Write the next part of the page on the macOS desktop control skill, starting right after its last sentence.

> _Document_:
--

写在前面
特别做了中文兼容,包括文字输入/识别等,中文用户放心使用~
macos-desktop-control
This skill controls the macOS desktop through a small, explicit pipeline with a clear split between semantic app control and visual UI control:
Features
🖥️ App and window control
- ✅ Activate an app by name or bundle path
- ✅ Check whether an app is running
- ✅ Read the current frontmost app
- ✅ Read front window title, count windows, and list window titles
📸 Screenshot and image operations
- ✅ Capture the current screen as a logical-resolution screenshot
- ✅ Initialize screenshot-to-click calibration for macOS Retina displays
- ✅ Crop a known rectangular region from an image
- ✅ Reuse calibration data when a workflow must mix logical and raw screenshots
🎯 Visual target location
- ✅ Locate text by OCR on screenshots
- ✅ Locate templates by OpenCV image matching
- ✅ Constrain later actions to coordinates derived from a screenshot
⌨️ Mouse and keyboard control
- ✅ Move the mouse in logical screen coordinates
- ✅ Left click, right click, double click, and drag
- ✅ Read current mouse position
- ✅ Type text, paste via higher-level workflows, press keys, and send hotkeys
- ✅ Hold and release keys explicitly when needed
🛡️ Safety and scope
- ✅ Use logical coordinates as the default working convention
- ✅ Keep app-specific UI semantics out of this skill
- ✅ Keep AppleScript usage limited to app and window semantics, not deep UI scripting
- ✅ Keep
pyautogui.FAILSAFE = True so moving to the top-left corner aborts automation
- Use AppleScript for app and window semantics
- Initialize coordinate mapping
- Capture the screen
- Locate targets by OCR or OpenCV image matching
- Execute mouse and keyboard actions with Python
Design boundary
This skill intentionally does not include AppleScript UI scripting.

--

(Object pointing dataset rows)
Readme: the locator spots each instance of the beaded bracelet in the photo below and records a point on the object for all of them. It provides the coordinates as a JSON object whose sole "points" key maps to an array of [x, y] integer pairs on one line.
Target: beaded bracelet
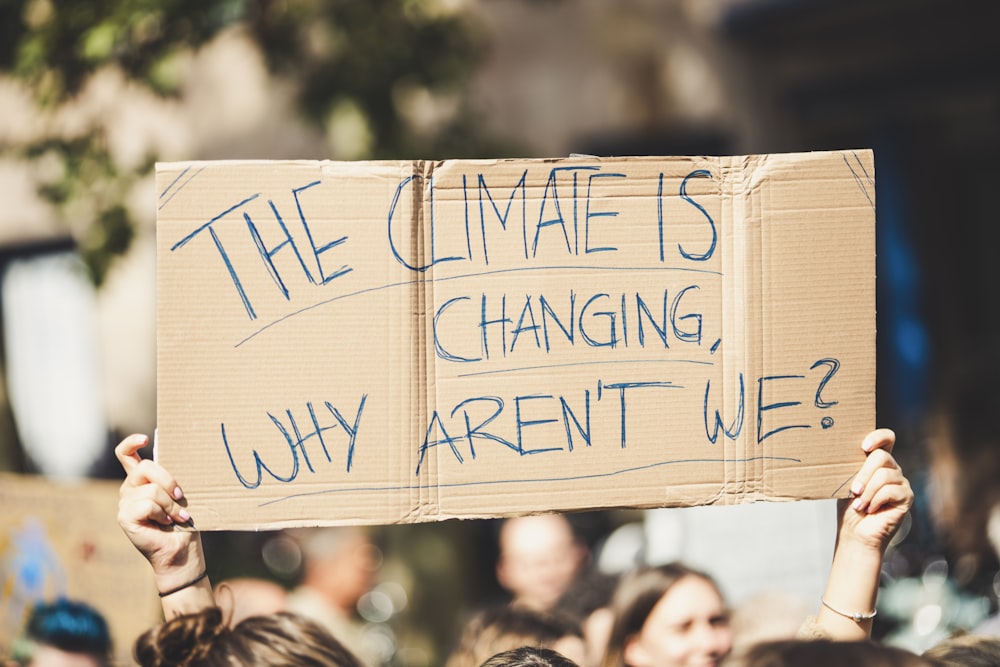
{"points": [[856, 617], [183, 586]]}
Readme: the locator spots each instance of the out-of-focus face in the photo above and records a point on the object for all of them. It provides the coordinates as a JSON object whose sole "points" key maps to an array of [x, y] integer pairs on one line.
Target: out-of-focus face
{"points": [[539, 558], [688, 627], [49, 656]]}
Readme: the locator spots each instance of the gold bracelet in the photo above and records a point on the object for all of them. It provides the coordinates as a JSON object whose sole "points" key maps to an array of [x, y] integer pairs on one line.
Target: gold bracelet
{"points": [[183, 586], [857, 617]]}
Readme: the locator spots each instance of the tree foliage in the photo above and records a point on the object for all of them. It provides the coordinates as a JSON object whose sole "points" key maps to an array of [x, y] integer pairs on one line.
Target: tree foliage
{"points": [[366, 57]]}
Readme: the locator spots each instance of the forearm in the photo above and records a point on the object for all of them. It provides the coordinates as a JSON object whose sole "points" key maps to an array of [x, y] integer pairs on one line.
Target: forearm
{"points": [[180, 583], [851, 590]]}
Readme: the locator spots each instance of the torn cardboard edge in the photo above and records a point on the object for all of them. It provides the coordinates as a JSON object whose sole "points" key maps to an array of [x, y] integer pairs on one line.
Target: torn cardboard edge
{"points": [[512, 336]]}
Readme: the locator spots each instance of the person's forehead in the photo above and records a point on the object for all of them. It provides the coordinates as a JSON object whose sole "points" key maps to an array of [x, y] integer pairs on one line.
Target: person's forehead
{"points": [[49, 656], [526, 533], [689, 597]]}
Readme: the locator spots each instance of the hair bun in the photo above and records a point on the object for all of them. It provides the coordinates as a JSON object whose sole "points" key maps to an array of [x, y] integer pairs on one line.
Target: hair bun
{"points": [[184, 641]]}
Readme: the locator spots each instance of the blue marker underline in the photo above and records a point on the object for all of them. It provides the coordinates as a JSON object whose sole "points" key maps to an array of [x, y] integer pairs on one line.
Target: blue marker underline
{"points": [[589, 363], [545, 480], [478, 274]]}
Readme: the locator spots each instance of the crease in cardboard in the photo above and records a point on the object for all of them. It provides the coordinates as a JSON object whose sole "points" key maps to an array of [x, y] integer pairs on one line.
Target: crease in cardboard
{"points": [[740, 193]]}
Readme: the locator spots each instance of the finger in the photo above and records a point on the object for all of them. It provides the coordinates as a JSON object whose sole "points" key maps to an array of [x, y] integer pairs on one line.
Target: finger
{"points": [[891, 495], [127, 451], [879, 478], [150, 472], [151, 503], [142, 512], [876, 460], [881, 438]]}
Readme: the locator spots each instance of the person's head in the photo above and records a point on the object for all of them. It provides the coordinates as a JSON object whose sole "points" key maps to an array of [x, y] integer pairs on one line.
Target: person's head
{"points": [[588, 601], [969, 650], [829, 653], [529, 656], [243, 597], [204, 639], [338, 562], [668, 616], [539, 557], [63, 633], [507, 627]]}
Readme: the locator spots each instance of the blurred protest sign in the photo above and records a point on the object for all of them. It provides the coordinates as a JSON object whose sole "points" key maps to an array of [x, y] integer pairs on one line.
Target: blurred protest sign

--

> _Response_:
Use AppleScript for:
- opening or activating apps
- reading frontmost app state
- reading window titles and counts
Use screenshot-guided OCR/OpenCV plus pyautogui for:
- clicking UI targets
- typing into custom-drawn interfaces
- interacting with chat rows, images, canvases, or other visually defined targets
This boundary keeps the skill predictable. AppleScript is used where semantic macOS state is strong, and pyautogui is used where direct UI manipulation is more reliable.
Why initialization is needed
On macOS, screenshot coordinates and click coordinates may use different coordinate systems.
screencapture images usually use pixel coordinates.
- Mouse automation tools often use macOS screen coordinates, also called point coordinates.
- On Retina displays, one point is commonly equal to two pixels.
This skill writes the coordinate mapping result to a JSON file, so later steps can reuse it without recalculating.
Initialization behavior in the current version:
- the skill auto-initializes on first use when the calibration file does not exist
- it does not re-run mapping on every invocation
- if
/tmp/macos_desktop_control/calibration.json already exists, the existing calibration is reused
Default calibration file:
/tmp/macos_desktop_control/calibration.json
Directory layout
macos-desktop-control/
SKILL.md
requirements.txt
scripts/
calibration.py
init_coordinate_mapping.py
capture_screen.py
crop_image.py
locate_text_ocr.py
locate_image_opencv.py
mouse.py
keyboard.py
applescript_app.py
applescript_window.py
Requirements
Install Python dependencies:
pip install -r requirements.txt
OCR uses Apple Vision through PyObjC, so no separate Tesseract install is required.
On macOS, grant the terminal or runtime app these permissions:
- Screen Recording
- Accessibility
1. Initialize coordinate mapping
The first version handles Retina screens by comparing screenshot pixel size with the logical screen size used by pyautogui.
You can still run initialization manually:
python scripts/init_coordinate_mapping.py
But in normal use, the skill now performs lazy initialization automatically on first use if the calibration file is missing.
Example output:
{
"screen_width_points": 1512,
"screen_height_points": 982,
"screenshot_width_pixels": 3024,
"screenshot_height_pixels": 1964,
"scale_x": 2.0,
"scale_y": 2.0,
"mode": "retina"
}
Later scripts read this file automatically.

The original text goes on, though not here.